Reproduce verbatim the lines of the data below, starting at the line that contains "outline white wall" and ending at the line that contains "148 13 L 143", both included. Omit the pictures from your reproduction.

══ Dataset entries ══

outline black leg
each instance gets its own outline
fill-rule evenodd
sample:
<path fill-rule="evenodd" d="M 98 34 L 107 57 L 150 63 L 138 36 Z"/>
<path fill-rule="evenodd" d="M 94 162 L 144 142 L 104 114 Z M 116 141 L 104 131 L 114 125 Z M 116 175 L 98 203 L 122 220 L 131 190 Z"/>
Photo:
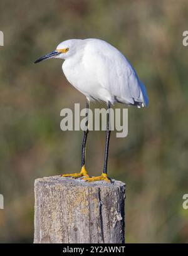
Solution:
<path fill-rule="evenodd" d="M 87 127 L 86 131 L 84 131 L 83 132 L 83 141 L 82 141 L 82 147 L 81 147 L 81 167 L 85 166 L 85 147 L 86 147 L 86 142 L 87 139 L 87 136 L 88 133 L 89 132 L 88 131 L 88 109 L 90 107 L 90 104 L 88 100 L 86 100 L 86 112 L 85 116 L 86 117 L 86 126 Z"/>
<path fill-rule="evenodd" d="M 108 112 L 107 118 L 107 131 L 106 131 L 106 146 L 105 146 L 105 164 L 103 169 L 103 173 L 107 173 L 107 163 L 108 163 L 108 148 L 109 148 L 109 142 L 110 137 L 111 131 L 110 130 L 110 102 L 108 102 Z"/>

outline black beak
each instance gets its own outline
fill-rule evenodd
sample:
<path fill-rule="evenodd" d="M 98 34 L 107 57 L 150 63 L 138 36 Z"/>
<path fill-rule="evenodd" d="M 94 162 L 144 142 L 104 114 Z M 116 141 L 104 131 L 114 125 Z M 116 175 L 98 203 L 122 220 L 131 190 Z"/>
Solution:
<path fill-rule="evenodd" d="M 46 55 L 43 56 L 42 57 L 37 59 L 34 63 L 38 63 L 38 62 L 41 62 L 42 60 L 47 60 L 48 58 L 53 58 L 54 56 L 58 55 L 61 53 L 59 53 L 57 51 L 51 51 L 51 53 L 46 54 Z"/>

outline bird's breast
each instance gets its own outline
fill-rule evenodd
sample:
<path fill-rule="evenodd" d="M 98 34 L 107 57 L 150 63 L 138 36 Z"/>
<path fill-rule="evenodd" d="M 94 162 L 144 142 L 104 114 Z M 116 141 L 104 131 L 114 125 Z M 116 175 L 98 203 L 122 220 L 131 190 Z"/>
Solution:
<path fill-rule="evenodd" d="M 66 60 L 62 65 L 63 72 L 68 81 L 86 96 L 95 96 L 100 87 L 95 72 L 91 72 L 81 61 L 76 63 Z"/>

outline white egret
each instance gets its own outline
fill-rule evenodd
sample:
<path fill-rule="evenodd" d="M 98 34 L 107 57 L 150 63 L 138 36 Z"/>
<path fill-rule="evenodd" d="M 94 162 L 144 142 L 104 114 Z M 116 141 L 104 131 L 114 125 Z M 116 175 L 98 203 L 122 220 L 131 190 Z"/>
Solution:
<path fill-rule="evenodd" d="M 146 89 L 138 79 L 135 70 L 118 51 L 105 41 L 99 39 L 73 39 L 58 45 L 55 51 L 36 60 L 58 58 L 65 60 L 62 69 L 68 82 L 86 97 L 86 109 L 93 100 L 102 100 L 110 105 L 115 102 L 134 105 L 138 108 L 147 105 Z M 88 129 L 84 132 L 81 150 L 80 173 L 64 174 L 75 178 L 85 176 L 86 181 L 105 180 L 110 137 L 109 114 L 107 114 L 105 156 L 101 176 L 90 177 L 85 169 L 85 147 Z M 86 113 L 86 116 L 88 116 Z"/>

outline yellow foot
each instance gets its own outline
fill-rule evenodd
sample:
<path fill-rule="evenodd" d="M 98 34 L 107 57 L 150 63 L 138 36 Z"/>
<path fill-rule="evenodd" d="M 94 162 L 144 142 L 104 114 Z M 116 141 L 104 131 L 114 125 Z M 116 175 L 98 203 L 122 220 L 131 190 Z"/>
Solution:
<path fill-rule="evenodd" d="M 102 181 L 104 180 L 107 182 L 111 182 L 110 179 L 107 177 L 107 174 L 105 173 L 102 173 L 100 176 L 97 176 L 97 177 L 87 177 L 87 178 L 84 178 L 83 179 L 87 182 L 92 182 L 92 181 Z"/>
<path fill-rule="evenodd" d="M 85 176 L 85 177 L 88 177 L 89 175 L 88 174 L 88 173 L 86 170 L 85 168 L 85 166 L 83 166 L 80 173 L 70 173 L 70 174 L 63 174 L 61 175 L 61 177 L 70 177 L 73 179 L 77 179 L 78 178 L 80 178 L 82 176 Z"/>

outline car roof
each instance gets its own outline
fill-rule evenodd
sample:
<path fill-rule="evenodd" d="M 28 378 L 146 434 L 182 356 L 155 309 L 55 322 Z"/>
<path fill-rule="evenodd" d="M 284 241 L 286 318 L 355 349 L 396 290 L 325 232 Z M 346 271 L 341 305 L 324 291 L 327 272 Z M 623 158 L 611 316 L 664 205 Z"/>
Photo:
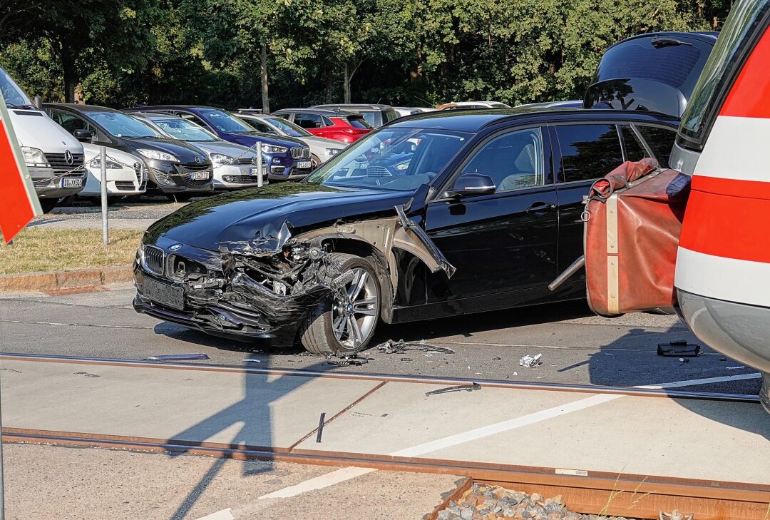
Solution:
<path fill-rule="evenodd" d="M 650 121 L 678 125 L 679 119 L 671 116 L 646 111 L 623 111 L 603 109 L 564 109 L 527 107 L 519 109 L 481 109 L 470 110 L 438 110 L 404 116 L 387 124 L 388 127 L 436 128 L 457 132 L 475 133 L 497 123 L 534 119 L 543 122 L 564 120 L 621 119 Z"/>
<path fill-rule="evenodd" d="M 78 112 L 120 112 L 109 106 L 99 106 L 99 105 L 80 105 L 75 103 L 43 103 L 43 107 L 69 109 Z"/>
<path fill-rule="evenodd" d="M 331 110 L 330 109 L 281 109 L 280 110 L 276 110 L 275 112 L 270 112 L 270 114 L 288 114 L 296 113 L 298 112 L 307 114 L 318 114 L 320 116 L 326 116 L 327 117 L 343 117 L 345 116 L 358 115 L 354 114 L 352 112 L 347 112 L 346 110 Z M 270 114 L 263 114 L 263 116 L 270 116 Z"/>
<path fill-rule="evenodd" d="M 393 108 L 390 105 L 377 105 L 377 103 L 340 103 L 340 104 L 329 104 L 329 105 L 313 105 L 312 108 L 314 109 L 350 109 L 350 110 L 367 110 L 367 111 L 379 111 L 379 110 L 387 110 Z"/>

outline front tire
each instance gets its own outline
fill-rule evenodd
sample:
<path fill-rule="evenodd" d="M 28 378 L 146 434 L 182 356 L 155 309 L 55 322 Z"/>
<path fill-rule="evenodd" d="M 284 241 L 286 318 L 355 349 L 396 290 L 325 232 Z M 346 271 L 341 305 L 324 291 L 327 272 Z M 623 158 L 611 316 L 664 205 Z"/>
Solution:
<path fill-rule="evenodd" d="M 300 327 L 300 341 L 308 352 L 320 355 L 357 352 L 374 336 L 381 305 L 377 270 L 364 258 L 332 253 L 343 273 L 352 271 L 343 294 L 322 301 Z"/>

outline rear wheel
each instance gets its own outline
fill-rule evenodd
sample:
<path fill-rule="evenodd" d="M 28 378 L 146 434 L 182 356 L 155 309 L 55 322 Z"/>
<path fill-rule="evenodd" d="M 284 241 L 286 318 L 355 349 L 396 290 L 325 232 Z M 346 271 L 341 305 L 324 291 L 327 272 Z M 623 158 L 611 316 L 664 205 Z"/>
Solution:
<path fill-rule="evenodd" d="M 309 352 L 321 355 L 356 352 L 374 336 L 380 316 L 380 282 L 371 263 L 360 257 L 333 253 L 343 273 L 351 278 L 344 290 L 321 302 L 300 328 L 300 341 Z"/>

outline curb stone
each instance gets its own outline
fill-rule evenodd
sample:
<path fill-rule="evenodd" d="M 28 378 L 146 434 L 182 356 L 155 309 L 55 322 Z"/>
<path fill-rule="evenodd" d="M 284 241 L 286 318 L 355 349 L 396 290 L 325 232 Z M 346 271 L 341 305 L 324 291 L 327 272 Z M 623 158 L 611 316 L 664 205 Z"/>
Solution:
<path fill-rule="evenodd" d="M 129 266 L 100 269 L 75 269 L 55 273 L 25 273 L 0 275 L 0 292 L 49 291 L 94 287 L 134 279 Z"/>

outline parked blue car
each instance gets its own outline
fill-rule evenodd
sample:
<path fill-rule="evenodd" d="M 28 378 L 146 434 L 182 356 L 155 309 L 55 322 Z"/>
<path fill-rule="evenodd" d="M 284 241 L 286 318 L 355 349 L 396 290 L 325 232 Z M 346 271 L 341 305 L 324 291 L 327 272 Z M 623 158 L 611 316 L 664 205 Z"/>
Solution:
<path fill-rule="evenodd" d="M 130 110 L 178 116 L 200 125 L 226 141 L 249 148 L 261 143 L 263 164 L 268 169 L 270 180 L 302 179 L 313 170 L 310 149 L 304 143 L 256 132 L 226 110 L 191 105 L 138 106 Z"/>

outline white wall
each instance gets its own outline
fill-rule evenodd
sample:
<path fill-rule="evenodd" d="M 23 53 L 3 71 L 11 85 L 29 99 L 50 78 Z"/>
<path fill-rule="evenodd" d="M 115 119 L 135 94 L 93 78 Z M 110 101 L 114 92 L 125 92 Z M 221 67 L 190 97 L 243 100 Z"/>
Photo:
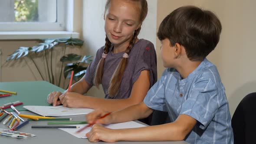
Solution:
<path fill-rule="evenodd" d="M 148 13 L 143 23 L 139 38 L 151 41 L 156 46 L 157 0 L 148 0 Z M 83 7 L 83 39 L 85 40 L 85 52 L 94 56 L 98 49 L 105 43 L 104 13 L 106 0 L 84 0 Z M 87 95 L 102 97 L 104 94 L 93 87 Z"/>

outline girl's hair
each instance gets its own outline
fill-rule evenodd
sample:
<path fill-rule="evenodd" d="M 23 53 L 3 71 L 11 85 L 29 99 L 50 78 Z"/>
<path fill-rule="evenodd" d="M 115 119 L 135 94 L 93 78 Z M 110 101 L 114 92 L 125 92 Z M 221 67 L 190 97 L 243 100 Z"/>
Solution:
<path fill-rule="evenodd" d="M 137 2 L 139 5 L 139 8 L 140 10 L 140 22 L 141 23 L 144 20 L 147 14 L 148 13 L 148 3 L 146 0 L 127 0 L 128 1 L 131 1 L 132 2 Z M 105 6 L 105 13 L 108 9 L 110 4 L 111 4 L 112 0 L 108 0 Z M 140 33 L 141 27 L 140 27 L 134 31 L 133 36 L 130 42 L 129 46 L 127 47 L 125 50 L 125 52 L 129 55 L 131 50 L 134 46 L 136 40 L 138 38 L 138 36 Z M 111 42 L 109 41 L 108 37 L 106 35 L 106 39 L 105 39 L 106 43 L 105 43 L 105 46 L 103 52 L 107 54 L 109 52 L 111 46 Z M 119 62 L 118 65 L 112 77 L 110 80 L 110 83 L 109 86 L 108 90 L 108 95 L 112 97 L 116 96 L 118 92 L 119 88 L 121 83 L 121 81 L 125 70 L 126 67 L 128 58 L 122 57 L 121 61 Z M 102 58 L 100 60 L 96 69 L 96 72 L 94 76 L 94 84 L 97 87 L 98 87 L 99 84 L 102 83 L 102 77 L 103 74 L 103 66 L 105 58 Z"/>
<path fill-rule="evenodd" d="M 220 39 L 222 26 L 213 12 L 193 6 L 174 10 L 163 20 L 158 29 L 160 40 L 168 38 L 171 46 L 184 46 L 191 61 L 203 61 Z"/>

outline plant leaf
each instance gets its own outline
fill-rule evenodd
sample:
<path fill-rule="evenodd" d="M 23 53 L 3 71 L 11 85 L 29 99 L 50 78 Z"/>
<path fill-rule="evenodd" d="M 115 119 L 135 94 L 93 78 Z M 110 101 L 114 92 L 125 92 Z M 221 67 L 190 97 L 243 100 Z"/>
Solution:
<path fill-rule="evenodd" d="M 62 62 L 77 61 L 79 60 L 81 56 L 81 55 L 78 55 L 76 54 L 69 53 L 62 57 L 60 59 L 60 61 Z"/>
<path fill-rule="evenodd" d="M 64 43 L 66 45 L 70 46 L 82 46 L 84 44 L 84 41 L 79 39 L 72 38 L 59 39 L 56 39 L 59 43 Z"/>
<path fill-rule="evenodd" d="M 17 49 L 16 49 L 13 53 L 9 56 L 6 60 L 7 62 L 9 60 L 13 59 L 15 57 L 15 60 L 20 59 L 27 55 L 30 51 L 31 50 L 32 48 L 30 47 L 20 47 Z"/>

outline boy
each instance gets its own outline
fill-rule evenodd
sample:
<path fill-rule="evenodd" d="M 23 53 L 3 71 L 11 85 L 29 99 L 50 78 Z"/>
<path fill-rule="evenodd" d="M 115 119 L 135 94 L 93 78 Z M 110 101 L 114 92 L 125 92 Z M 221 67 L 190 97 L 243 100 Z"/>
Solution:
<path fill-rule="evenodd" d="M 95 124 L 86 134 L 90 141 L 181 141 L 190 143 L 233 143 L 225 88 L 216 67 L 206 57 L 218 43 L 221 24 L 212 12 L 194 6 L 179 8 L 160 25 L 164 66 L 161 79 L 144 102 L 97 120 L 110 124 L 145 118 L 153 109 L 168 112 L 168 124 L 112 130 Z M 89 123 L 105 114 L 86 116 Z"/>

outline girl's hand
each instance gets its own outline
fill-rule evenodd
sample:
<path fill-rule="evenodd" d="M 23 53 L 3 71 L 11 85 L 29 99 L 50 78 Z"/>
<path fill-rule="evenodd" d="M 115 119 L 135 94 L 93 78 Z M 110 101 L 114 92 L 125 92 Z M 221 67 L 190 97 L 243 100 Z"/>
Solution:
<path fill-rule="evenodd" d="M 72 92 L 67 92 L 59 96 L 59 98 L 64 107 L 84 108 L 86 101 L 85 96 Z"/>
<path fill-rule="evenodd" d="M 118 130 L 106 128 L 99 124 L 95 124 L 90 132 L 85 135 L 90 142 L 98 142 L 100 141 L 108 142 L 118 141 Z"/>
<path fill-rule="evenodd" d="M 85 115 L 86 121 L 89 124 L 110 124 L 112 121 L 112 114 L 104 118 L 100 118 L 102 116 L 108 112 L 101 110 L 95 110 Z"/>
<path fill-rule="evenodd" d="M 61 104 L 61 102 L 59 99 L 62 93 L 60 92 L 51 92 L 47 97 L 47 102 L 49 104 L 55 106 Z"/>

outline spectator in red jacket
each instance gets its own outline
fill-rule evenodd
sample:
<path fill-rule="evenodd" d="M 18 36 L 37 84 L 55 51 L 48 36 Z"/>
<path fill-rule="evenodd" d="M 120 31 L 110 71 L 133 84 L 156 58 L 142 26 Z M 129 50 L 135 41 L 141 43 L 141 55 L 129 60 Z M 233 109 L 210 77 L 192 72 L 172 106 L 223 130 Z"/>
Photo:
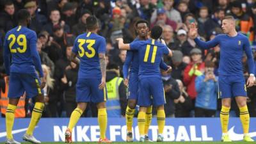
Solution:
<path fill-rule="evenodd" d="M 194 48 L 190 51 L 191 62 L 187 65 L 184 70 L 183 81 L 187 86 L 187 92 L 195 104 L 197 93 L 195 87 L 195 81 L 197 76 L 203 74 L 204 72 L 204 62 L 202 60 L 200 49 Z"/>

═══

* [Solved exercise]:
outline white wall
each instance gets its own outline
fill-rule evenodd
sample:
<path fill-rule="evenodd" d="M 23 53 L 3 71 L 11 85 L 29 99 L 50 78 Z"/>
<path fill-rule="evenodd" d="M 115 119 L 135 94 L 93 78 Z M 110 101 L 114 92 L 125 92 Z M 221 67 L 190 97 L 243 100 Z"/>
Photo:
Solution:
<path fill-rule="evenodd" d="M 148 13 L 143 23 L 139 38 L 151 41 L 156 46 L 157 0 L 148 0 Z M 83 7 L 83 39 L 85 40 L 85 52 L 94 56 L 98 49 L 105 43 L 104 13 L 106 0 L 84 0 Z M 87 95 L 102 97 L 104 94 L 93 87 Z"/>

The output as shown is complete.